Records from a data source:
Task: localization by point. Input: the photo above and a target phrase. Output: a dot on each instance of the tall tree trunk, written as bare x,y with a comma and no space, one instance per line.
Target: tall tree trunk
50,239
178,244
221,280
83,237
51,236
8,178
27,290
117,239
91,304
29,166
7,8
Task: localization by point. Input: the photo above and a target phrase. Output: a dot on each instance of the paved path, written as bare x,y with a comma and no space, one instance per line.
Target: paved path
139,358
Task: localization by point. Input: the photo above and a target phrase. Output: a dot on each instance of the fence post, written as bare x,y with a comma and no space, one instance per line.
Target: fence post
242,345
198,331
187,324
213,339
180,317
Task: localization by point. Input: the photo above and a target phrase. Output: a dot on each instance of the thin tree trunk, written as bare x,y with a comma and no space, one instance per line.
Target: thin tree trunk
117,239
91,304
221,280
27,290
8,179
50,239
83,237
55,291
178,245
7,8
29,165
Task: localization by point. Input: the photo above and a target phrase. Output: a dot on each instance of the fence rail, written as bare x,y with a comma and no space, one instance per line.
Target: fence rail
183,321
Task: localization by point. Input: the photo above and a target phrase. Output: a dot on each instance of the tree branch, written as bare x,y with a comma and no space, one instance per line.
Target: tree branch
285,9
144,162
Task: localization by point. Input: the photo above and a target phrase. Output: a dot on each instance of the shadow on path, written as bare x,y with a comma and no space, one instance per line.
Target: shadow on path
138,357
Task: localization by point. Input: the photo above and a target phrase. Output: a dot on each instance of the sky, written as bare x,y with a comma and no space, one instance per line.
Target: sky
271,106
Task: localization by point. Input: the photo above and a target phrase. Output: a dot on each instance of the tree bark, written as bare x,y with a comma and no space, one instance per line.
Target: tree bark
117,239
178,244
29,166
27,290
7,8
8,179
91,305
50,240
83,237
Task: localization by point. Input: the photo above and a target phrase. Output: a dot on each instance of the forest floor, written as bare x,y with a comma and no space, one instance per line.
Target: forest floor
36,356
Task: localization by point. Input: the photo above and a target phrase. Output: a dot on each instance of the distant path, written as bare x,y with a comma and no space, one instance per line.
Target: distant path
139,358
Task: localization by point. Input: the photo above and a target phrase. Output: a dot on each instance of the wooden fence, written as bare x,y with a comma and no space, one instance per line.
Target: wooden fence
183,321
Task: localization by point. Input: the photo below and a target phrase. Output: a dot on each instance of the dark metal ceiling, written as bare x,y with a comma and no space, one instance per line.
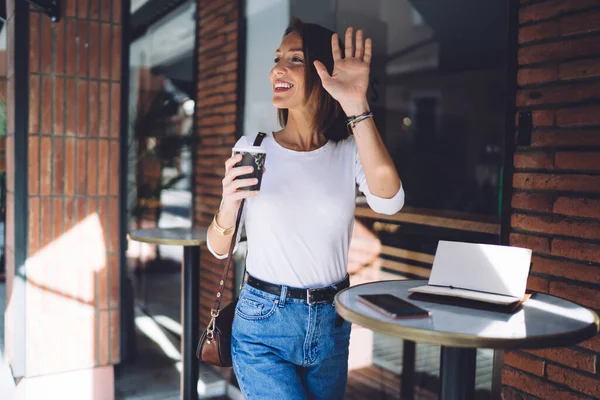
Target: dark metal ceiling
151,12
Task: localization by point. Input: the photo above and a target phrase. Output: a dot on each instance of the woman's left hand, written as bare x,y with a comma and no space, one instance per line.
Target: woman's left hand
350,79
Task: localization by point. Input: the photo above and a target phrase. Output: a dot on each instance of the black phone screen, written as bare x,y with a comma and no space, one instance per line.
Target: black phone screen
392,305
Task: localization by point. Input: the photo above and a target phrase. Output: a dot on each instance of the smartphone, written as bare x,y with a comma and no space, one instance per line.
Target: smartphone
392,306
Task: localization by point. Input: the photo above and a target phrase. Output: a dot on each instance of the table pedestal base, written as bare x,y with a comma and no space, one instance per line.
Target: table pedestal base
457,373
190,282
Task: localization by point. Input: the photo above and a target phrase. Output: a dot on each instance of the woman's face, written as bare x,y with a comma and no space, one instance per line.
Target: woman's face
287,75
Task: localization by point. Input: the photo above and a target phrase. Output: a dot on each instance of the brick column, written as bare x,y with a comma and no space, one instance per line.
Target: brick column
217,125
556,200
62,318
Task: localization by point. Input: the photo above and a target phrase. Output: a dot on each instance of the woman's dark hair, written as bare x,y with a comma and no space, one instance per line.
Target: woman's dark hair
316,44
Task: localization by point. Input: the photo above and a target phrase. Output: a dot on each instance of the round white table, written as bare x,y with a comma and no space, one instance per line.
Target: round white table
542,321
191,239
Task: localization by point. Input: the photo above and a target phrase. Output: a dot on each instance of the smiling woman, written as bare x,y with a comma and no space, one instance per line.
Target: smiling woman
287,340
300,48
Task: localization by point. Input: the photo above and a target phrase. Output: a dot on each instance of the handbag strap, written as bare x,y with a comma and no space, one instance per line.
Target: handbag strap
217,303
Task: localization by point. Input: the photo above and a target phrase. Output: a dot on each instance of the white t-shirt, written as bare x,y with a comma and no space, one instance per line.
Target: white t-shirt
299,226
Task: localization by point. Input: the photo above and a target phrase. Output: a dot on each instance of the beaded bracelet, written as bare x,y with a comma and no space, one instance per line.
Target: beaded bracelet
353,120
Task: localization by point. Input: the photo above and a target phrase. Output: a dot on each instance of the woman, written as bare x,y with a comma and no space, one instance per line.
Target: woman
287,341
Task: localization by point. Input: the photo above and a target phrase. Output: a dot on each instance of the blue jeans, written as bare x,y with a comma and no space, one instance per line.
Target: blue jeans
286,349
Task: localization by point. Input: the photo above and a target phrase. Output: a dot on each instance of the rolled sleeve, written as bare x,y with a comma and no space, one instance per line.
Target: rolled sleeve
378,204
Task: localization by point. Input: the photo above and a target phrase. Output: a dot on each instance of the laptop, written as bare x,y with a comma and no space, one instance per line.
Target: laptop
481,272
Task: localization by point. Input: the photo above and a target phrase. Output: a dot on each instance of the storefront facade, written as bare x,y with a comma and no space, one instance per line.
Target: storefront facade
492,118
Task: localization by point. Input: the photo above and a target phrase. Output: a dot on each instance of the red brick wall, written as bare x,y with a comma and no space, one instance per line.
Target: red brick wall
556,200
216,125
71,300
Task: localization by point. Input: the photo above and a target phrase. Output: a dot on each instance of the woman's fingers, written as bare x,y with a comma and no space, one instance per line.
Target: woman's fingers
239,183
359,44
232,161
348,53
243,194
335,47
368,50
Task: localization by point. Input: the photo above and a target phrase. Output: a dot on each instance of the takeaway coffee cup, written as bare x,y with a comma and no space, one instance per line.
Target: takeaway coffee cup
252,156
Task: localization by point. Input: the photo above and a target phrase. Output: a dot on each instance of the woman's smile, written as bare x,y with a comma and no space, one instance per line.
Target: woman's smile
281,86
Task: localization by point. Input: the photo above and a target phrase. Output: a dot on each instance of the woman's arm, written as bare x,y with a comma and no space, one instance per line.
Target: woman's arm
348,84
380,171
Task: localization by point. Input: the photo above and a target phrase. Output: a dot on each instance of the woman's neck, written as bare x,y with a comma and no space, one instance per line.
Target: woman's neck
299,133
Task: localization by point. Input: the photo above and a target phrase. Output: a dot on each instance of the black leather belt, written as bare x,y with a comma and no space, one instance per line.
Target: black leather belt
312,296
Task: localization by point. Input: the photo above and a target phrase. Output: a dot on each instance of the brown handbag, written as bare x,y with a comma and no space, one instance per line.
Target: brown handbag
214,346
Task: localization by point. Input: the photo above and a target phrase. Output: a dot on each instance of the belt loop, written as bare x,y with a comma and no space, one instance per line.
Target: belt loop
282,296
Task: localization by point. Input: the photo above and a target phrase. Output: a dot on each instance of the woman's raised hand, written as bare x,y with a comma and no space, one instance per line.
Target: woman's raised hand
349,81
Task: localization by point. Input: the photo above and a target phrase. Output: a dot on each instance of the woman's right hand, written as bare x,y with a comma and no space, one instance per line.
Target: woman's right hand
232,196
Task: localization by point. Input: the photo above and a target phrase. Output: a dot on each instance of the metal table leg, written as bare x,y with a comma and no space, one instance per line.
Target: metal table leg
457,373
189,313
407,390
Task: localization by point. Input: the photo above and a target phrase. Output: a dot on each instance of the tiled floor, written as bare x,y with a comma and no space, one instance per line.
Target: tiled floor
7,384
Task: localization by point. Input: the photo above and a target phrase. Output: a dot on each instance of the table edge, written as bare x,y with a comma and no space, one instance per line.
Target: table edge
173,242
466,341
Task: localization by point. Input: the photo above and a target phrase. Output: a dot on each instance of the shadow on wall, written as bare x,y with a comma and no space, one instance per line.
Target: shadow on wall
72,309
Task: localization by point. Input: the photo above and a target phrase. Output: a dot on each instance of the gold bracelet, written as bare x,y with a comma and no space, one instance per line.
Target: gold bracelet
219,229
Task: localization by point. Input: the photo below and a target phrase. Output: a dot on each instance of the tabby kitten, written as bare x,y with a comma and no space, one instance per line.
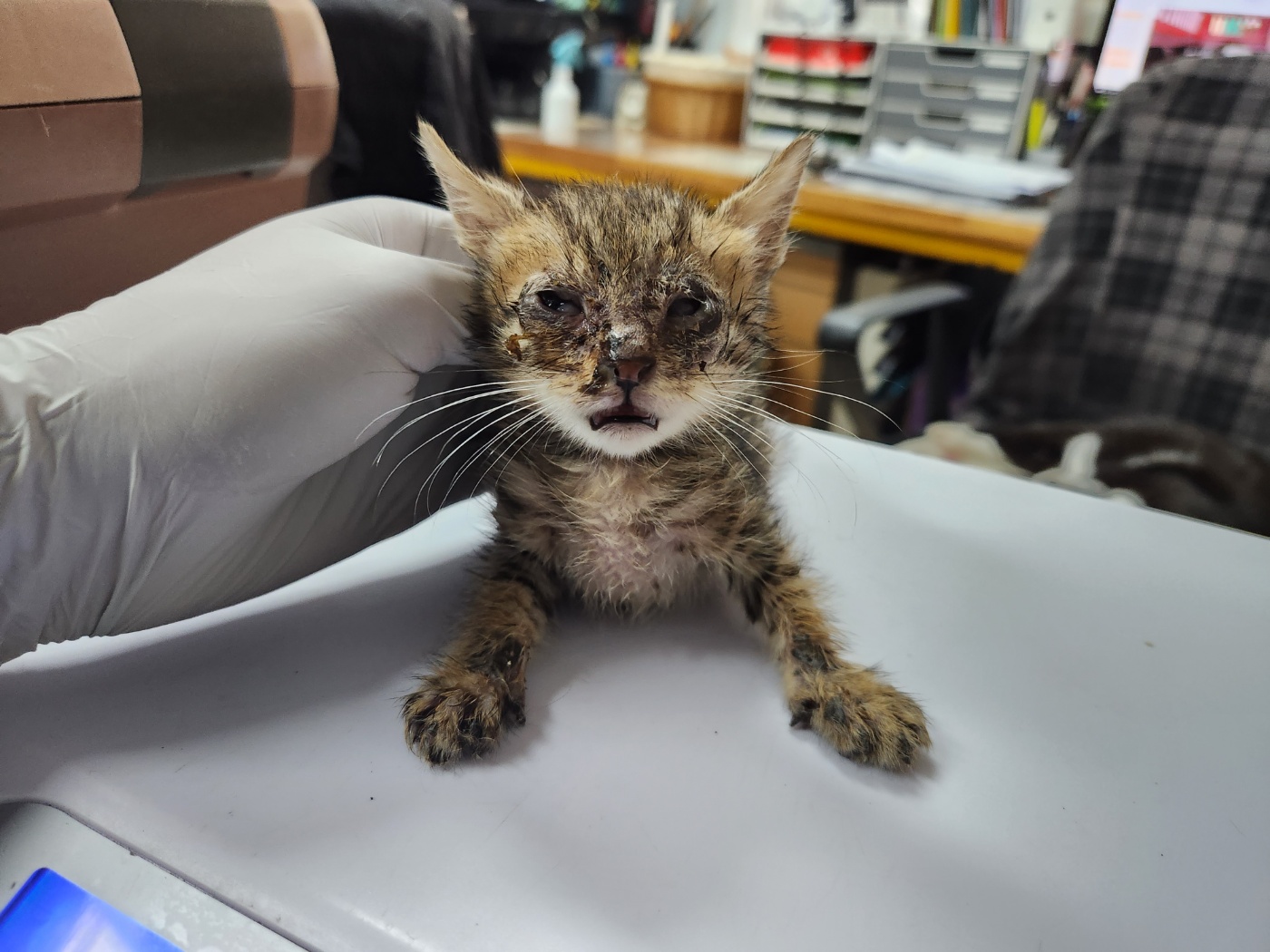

§ Short problem: Pick out every line of the material above that contains the word "wooden" and copy each one.

§ Result of this task:
Task: localization by point. Input: the photo above and a target phrase. Output: a dot on each instance of the wooden fence, written as bare x,y with a comma and no space, one instance per line.
Target: wooden fence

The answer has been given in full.